Document section.

================================

He looks so much better! Sounds like you found yourself a good horse.

Nothing wrong with just being a nice trail horse! If you're looking for some kind of challenge with him, maybe do a trail trial if they have them in your area? It's like a trail riding obstacle course


----------



## Barrelracehard (Mar 19, 2016)

He looks great! He have a really nice butt on him. I like how you got him to look so good. He has the perfect legs. I think he would be a perfect western pleasure horse or if he likes to run a spend horse.


----------



## Boo Walker (Jul 25, 2012)

I really like the thickness of his back legs, very substantial - I think he's a great all-around horse!


----------



## bekahragsdale (Oct 14, 2015)

Well thanks everyone, I'm glad everyone likes how he looks so far, I'm hoping he's still going to fill out more even though he's fullier than I was expecting him to be. the original owner bought him for a speed horse but honestly he doesn't scream speed to me under saddle, that or maybe he feels like I'm the one not into speed 😝 He comes from mainly foundation lines with a little speed mixed in but he seems more laid back, maybe if he does become a speed horse he won't have gate issues... I guess training is the key 🙂 

And I'm glad you guys like he's rear end and hind legs, that's what I was concerned about most when I got him, mainly because he had no muscle and was just weak back there, now I feel like he's rear end is the best part of him, minus his handsome face of course.

================================

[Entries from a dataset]
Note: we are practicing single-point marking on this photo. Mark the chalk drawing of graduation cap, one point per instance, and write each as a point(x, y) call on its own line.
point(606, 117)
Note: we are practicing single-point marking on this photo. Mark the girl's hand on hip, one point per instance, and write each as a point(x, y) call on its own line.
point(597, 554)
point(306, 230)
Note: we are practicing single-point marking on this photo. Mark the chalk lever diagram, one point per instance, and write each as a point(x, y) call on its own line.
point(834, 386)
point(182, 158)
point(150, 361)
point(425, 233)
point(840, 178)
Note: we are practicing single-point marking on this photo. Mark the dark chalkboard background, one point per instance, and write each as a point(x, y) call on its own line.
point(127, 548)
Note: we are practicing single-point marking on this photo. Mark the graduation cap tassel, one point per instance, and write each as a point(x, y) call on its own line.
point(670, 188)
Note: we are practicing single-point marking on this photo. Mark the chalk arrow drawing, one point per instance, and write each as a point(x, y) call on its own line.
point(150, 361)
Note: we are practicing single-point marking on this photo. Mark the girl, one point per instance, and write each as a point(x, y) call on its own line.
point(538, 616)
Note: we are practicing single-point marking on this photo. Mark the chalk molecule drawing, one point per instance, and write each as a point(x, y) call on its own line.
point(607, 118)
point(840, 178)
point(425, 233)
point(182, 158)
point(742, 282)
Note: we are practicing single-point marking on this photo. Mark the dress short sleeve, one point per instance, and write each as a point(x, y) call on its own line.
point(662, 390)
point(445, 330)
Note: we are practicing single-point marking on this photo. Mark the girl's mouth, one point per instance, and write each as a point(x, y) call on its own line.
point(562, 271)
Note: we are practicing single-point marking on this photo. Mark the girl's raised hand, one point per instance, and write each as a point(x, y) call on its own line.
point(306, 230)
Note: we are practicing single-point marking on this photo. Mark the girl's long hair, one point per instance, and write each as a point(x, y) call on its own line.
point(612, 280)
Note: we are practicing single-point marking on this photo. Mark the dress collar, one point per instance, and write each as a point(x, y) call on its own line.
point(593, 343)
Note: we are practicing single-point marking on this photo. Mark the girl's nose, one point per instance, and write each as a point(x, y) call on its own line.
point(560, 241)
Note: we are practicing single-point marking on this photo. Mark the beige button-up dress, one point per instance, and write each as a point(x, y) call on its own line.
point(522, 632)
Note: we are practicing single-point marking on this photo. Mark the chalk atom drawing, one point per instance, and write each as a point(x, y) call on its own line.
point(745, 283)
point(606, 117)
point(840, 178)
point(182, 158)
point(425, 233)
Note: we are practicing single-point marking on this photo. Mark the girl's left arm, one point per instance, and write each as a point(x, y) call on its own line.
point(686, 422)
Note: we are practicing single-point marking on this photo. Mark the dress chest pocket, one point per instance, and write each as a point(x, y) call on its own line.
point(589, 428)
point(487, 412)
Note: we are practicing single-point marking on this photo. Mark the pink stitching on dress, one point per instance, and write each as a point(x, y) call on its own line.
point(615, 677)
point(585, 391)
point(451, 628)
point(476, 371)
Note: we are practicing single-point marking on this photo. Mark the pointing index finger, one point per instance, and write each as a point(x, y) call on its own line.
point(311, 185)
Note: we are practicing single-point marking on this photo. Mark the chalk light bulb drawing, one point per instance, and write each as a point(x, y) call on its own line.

================================

Task set.
1. In the horse forum thread, why was the rear end and hind legs what the poster bekahragsdale was most concerned about when first getting the horse?
2. Continue the horse forum thread from the end of bekahragsdale's last post.

Outputs by task.
1. When bekahragsdale got him, he had no muscle and was weak in the rear end and hind legs. That is why this area was the main concern.

2.
_Posted via Mobile Device_


----------



## KLJcowgirl (Oct 13, 2015)

Oooooooooh he's looking so HANDSOME!


----------



## bekahragsdale (Oct 14, 2015)

Standing so handsome and quite after our ride I just had to get a picture.

Took him on our first "real" trial ride away from the security of our dirt mile long loop... Had to walk down the paved road, got passed by three speeding cars(I had to bite my touch not to say anything, people have no respect for horses around here), then went down some dark and scary trails... Well probably seemed like that to him, I thought it was absolutely perfect!!


----------



## bekahragsdale (Oct 14, 2015)

The trail.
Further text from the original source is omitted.